DATASET EXTRACT below:
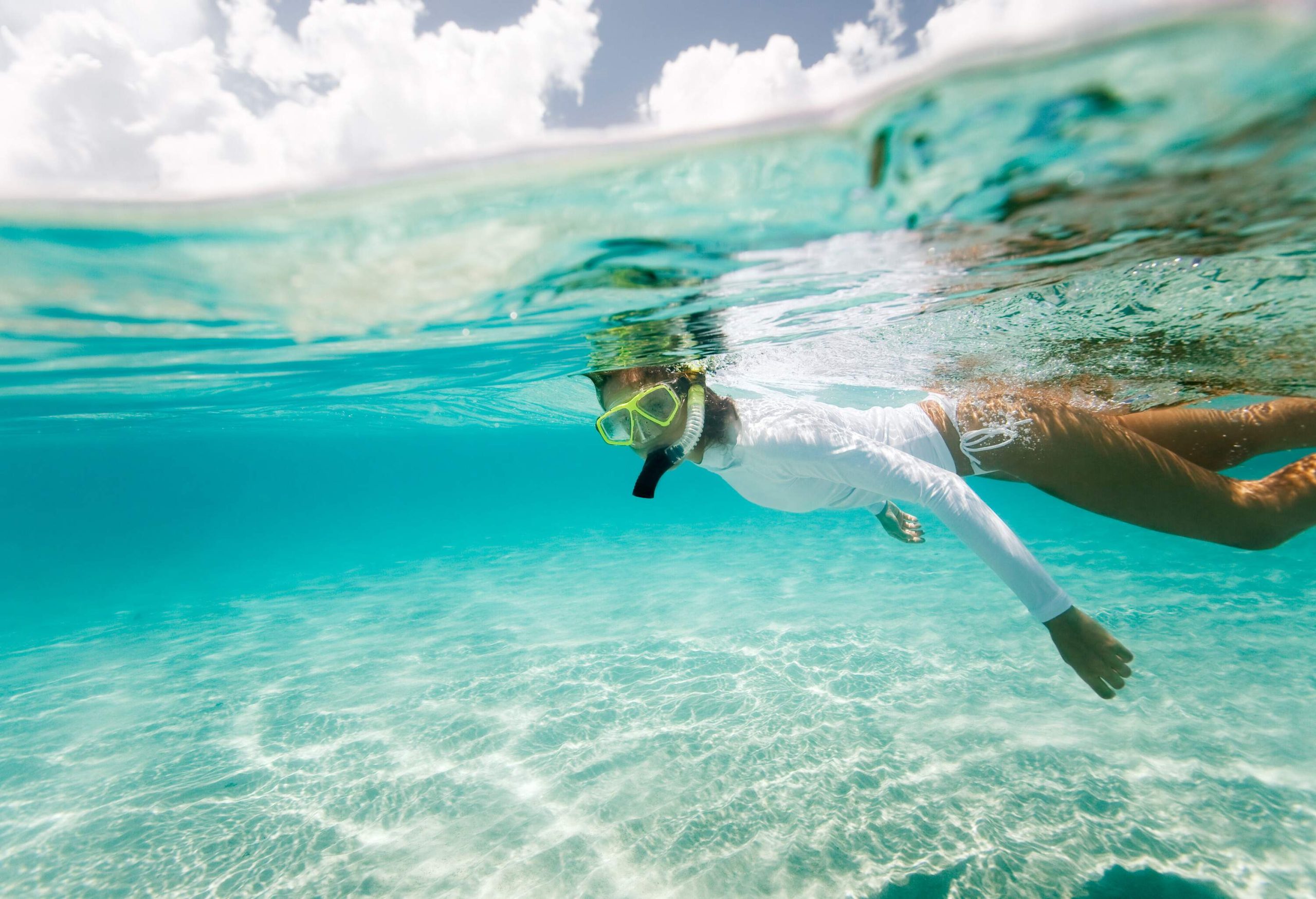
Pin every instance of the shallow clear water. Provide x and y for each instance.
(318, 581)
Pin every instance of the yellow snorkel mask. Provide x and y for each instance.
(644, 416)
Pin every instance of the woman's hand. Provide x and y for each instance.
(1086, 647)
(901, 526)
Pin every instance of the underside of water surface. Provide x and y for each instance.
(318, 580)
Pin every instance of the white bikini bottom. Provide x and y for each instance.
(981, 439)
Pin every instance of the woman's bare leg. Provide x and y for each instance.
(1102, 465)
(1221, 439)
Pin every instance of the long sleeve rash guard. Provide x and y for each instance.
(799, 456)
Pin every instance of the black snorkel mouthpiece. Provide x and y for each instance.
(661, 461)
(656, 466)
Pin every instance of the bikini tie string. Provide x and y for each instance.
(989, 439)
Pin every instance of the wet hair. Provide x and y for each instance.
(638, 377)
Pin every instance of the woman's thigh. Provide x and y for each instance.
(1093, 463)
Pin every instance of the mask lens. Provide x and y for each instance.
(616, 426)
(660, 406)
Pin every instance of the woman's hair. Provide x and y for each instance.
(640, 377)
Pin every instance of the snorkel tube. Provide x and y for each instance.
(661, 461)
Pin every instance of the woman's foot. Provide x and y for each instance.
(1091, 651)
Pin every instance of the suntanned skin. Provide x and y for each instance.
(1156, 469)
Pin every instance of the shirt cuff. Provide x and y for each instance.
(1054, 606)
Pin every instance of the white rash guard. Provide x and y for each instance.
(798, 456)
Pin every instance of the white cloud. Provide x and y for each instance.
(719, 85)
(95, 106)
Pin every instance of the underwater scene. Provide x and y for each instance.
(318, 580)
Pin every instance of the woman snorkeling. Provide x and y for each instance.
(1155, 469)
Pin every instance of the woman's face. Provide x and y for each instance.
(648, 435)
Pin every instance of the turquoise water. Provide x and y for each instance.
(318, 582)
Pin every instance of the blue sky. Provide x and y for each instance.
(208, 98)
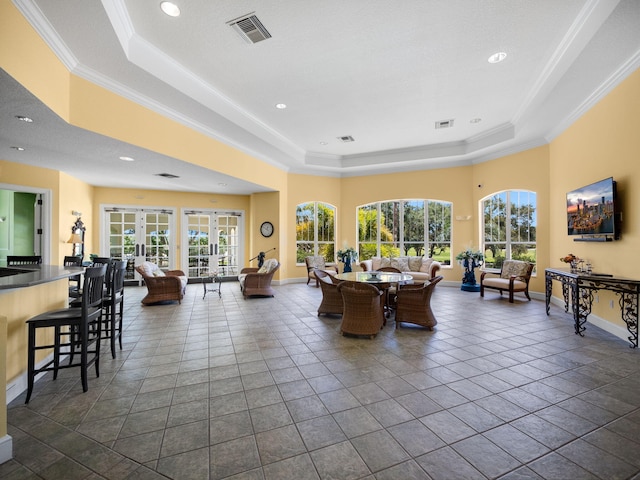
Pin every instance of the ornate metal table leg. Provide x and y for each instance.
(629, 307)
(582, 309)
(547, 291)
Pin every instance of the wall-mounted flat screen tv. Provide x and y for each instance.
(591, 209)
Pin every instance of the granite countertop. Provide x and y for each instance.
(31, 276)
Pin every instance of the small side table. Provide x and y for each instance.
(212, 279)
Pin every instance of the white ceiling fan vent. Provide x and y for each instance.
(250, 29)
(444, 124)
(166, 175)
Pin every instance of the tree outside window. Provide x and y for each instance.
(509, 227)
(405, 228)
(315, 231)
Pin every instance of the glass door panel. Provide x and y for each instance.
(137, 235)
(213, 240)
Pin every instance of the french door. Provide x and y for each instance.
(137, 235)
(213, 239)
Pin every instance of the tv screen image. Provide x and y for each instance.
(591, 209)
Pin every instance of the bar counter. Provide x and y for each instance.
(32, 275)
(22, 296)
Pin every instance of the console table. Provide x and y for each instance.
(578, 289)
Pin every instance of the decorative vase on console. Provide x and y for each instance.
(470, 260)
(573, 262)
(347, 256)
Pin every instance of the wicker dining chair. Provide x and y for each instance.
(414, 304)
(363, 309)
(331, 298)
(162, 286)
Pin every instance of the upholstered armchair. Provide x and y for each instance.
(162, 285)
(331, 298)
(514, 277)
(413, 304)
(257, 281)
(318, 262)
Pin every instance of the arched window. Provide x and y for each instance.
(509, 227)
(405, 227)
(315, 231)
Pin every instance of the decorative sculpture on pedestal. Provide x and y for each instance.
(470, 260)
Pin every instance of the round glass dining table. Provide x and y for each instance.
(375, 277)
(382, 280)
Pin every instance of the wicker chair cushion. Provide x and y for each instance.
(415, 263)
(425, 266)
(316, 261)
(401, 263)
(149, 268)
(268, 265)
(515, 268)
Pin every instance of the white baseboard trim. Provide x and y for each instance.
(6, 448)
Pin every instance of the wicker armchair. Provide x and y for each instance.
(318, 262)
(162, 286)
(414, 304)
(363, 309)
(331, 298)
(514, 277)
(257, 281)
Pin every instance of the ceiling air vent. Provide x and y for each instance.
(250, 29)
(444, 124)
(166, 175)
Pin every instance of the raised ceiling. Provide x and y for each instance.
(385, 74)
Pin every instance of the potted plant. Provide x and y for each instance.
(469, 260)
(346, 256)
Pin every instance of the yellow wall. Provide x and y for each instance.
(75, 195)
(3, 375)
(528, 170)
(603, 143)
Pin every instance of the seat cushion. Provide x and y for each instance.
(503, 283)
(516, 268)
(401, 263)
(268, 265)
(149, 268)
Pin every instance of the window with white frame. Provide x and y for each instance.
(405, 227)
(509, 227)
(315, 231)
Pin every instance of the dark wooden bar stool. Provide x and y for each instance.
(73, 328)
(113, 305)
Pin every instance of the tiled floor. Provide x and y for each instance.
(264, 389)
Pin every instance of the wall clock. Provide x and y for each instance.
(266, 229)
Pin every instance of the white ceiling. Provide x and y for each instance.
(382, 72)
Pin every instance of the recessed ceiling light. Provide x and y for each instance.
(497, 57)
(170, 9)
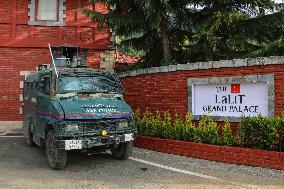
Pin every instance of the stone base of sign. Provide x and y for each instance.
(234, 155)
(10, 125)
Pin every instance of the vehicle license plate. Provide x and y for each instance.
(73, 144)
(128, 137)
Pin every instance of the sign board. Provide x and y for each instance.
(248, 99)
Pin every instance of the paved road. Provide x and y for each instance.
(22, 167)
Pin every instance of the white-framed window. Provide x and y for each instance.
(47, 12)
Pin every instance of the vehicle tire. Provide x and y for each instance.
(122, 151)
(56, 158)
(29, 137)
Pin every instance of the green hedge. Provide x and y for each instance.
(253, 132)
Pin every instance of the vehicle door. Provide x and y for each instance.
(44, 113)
End of DATASET EXTRACT.
▸ HOW TO COMPLETE THIS TASK: Return verbatim every line from the line containing "Pin every instance of the seat" to the last line of the entries above, inclusive, and leave out the pictures.

▸ WRITTEN RESPONSE:
Pin every instance of the seat cushion. Provide x and y for each instance.
(503, 283)
(516, 268)
(401, 263)
(268, 265)
(149, 268)
Pin every instance of the window with white frame. Provide x and y for each instance.
(405, 227)
(509, 227)
(315, 231)
Pin every instance of the dark wooden bar stool. Provide x and y for each instance.
(73, 328)
(113, 305)
Pin every instance of the tiled floor. Provide x and y for each instance.
(264, 389)
Pin every instance of the wall clock. Provide x and y for each instance.
(266, 229)
Pin every instance of the white ceiling. Provide x and y for each instance.
(382, 72)
Pin every instance of the recessed ceiling light. Provide x and y for each instance.
(497, 57)
(170, 9)
Pin every instance of the stone base of sign. Provide x and y for each instance.
(234, 155)
(10, 125)
Pin every instance of the vehicle license plate. Provide x and y for each instance.
(73, 144)
(128, 137)
Pin every instance of the sign board. Provide x and y for each instance.
(248, 99)
Pin every instance of the paved road. Provide x and y for each instance.
(22, 167)
Pin every instance of the white-framed window. Provide x and y for each instance.
(47, 12)
Pin every instance of the vehicle tire. Provide x and y for each instance.
(122, 151)
(56, 158)
(29, 137)
Pin every instance of the green hedge. Provide x and y for each instance.
(253, 132)
Pin every instance of the vehicle door. Provide x and y for each instance.
(44, 113)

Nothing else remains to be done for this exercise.